*** Records for this exercise ***

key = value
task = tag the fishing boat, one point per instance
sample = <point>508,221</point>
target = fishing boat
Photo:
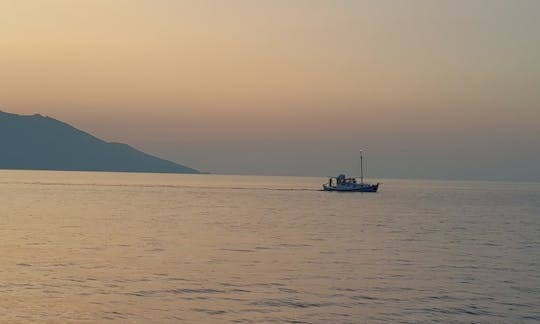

*** End of Records for this exercise ***

◆ Directions for this task: When a line of the material holds the string "point", copy that line.

◆ Final answer:
task = tag the fishing boat, one point per instance
sample = <point>508,221</point>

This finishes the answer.